> _EXERCISE REQUIREMENTS_
1 > In two sentences, summarize the passage on writing with Google Docs.
2 > Name every writing program mentioned in the passage on writing with Google Docs.
3 > Extend the passage on writing with Google Docs from its final sentence onward.

Google Docs is a good way to go
Google Docs is free to use, the only stipulation being that you need a gmail account, I think. If you have an iPhone or something, download the Google Docs app. It’s free too.
Whatever you write on one will sync to other devices automatically. Take advantage of this and, if you’re not socializing or keeping an eye on your surroundings otherwise, write everywhere. Write when you’re a passenger on the bus, write between class changes, write while you’re eating with the other hand, and if you have enough self-control to still get to sleep on time, you can keep it beside your bed.
I’ve only had Docs crash on me once in two+ years, and since it saves automatically as you work anyway (and saves your past edits), I didn’t lose anything. I used WordPerfect for almost a decade, I’ve often used Microsoft Word for school papers, and I have Scrivener, but Google Docs is my favorite to write with because I can walk up to any computer, log in, and access my 85+ files in an instant. Dropbox syncing used to take HOURS back in the day.
(The one thing I might mention is that if I remember correctly, the Google Docs app is extremely hard to log out of on the iPhone, if there is even an option. It’s been some time since I checked, however, but may be something to keep in mind for those who share phones with people they’d be embarrassed to have reading their work.)

> _EXERCISE DATA_
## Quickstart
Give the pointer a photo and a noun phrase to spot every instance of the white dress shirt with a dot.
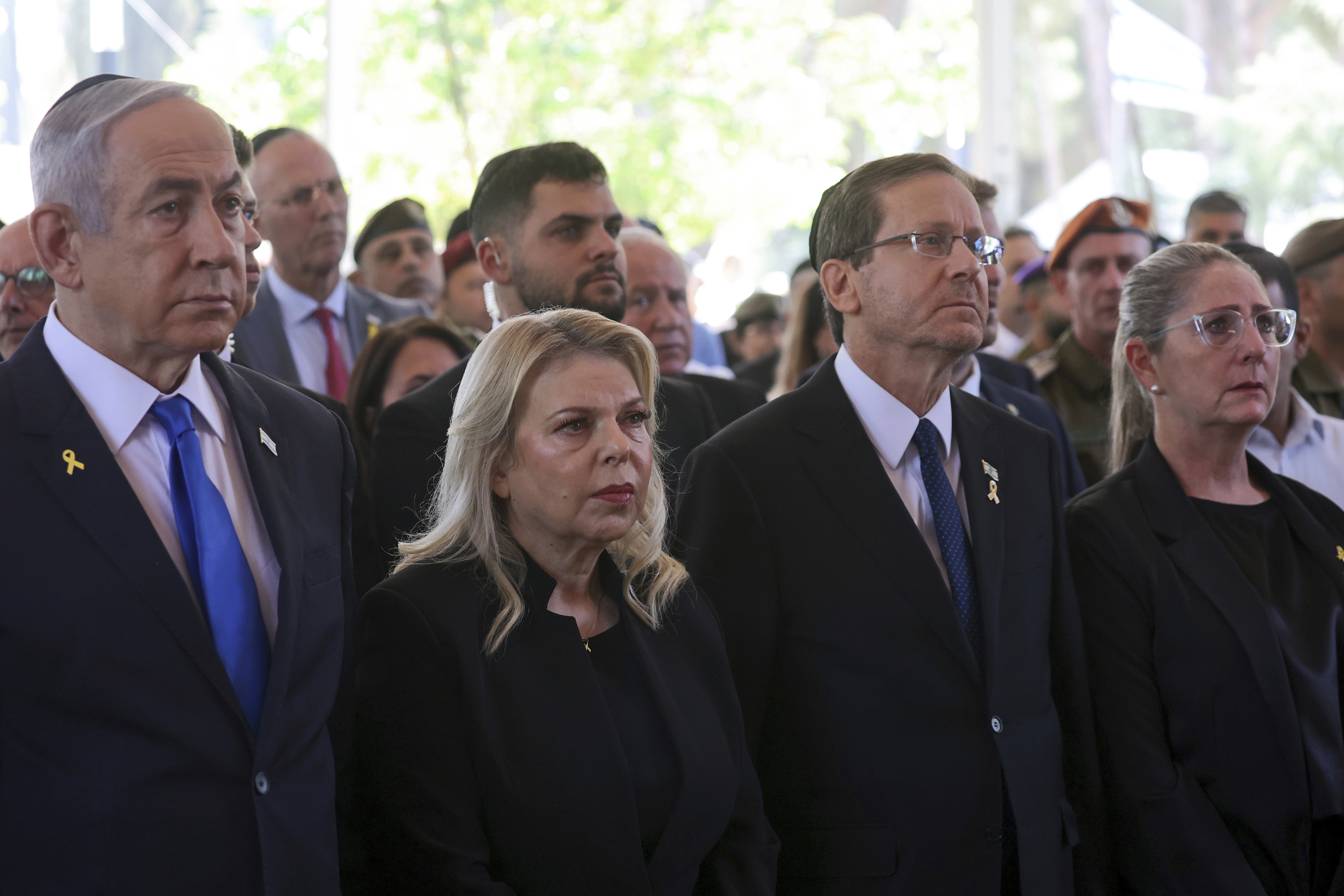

> _ANSWERS TO THE PROBLEMS_
1 > Google Docs is free to use and, the writer believes, needs only a Gmail account; because it syncs automatically across devices, the writer urges using it to write everywhere, such as on the bus, between classes or at bedtime. The writer prefers it to WordPerfect, Microsoft Word and Scrivener because it saves automatically and opens files from any computer, but cautions that the iPhone app may be very hard to log out of.

2 >
- Google Docs
- WordPerfect
- Microsoft Word
- Scrivener

3 >
Take your time
Seriously, timing is everything. I could name numerous pieces that would have been vastly different had I submitted them as soon as I thought they were ready. It was seven months after I “finished” “Bells and Whistles” before I was able to post it, and it changed a surprising amount after all those revisions!
It’s okay not to have your worldbuilding fully worked out when you start. In fact, I’d even say it’s better that way! When you worldbuild as you go, you’re truly immersed in the world and the work!
And lastly?
Find the good in everything, and accept the bad along with it. You gotta, bro.
Don’t compare yourself to other writers. You’re all working to entertain and have fun. It’s not a competition- you’re just here to be better than yesterday. Look to other writers to study and admire and learn from, but don’t let their years of hard work make you feel less about your years of hard work.
Hope I helped ya, and thanks for asking for my advice! Keep me posted on how your work goes!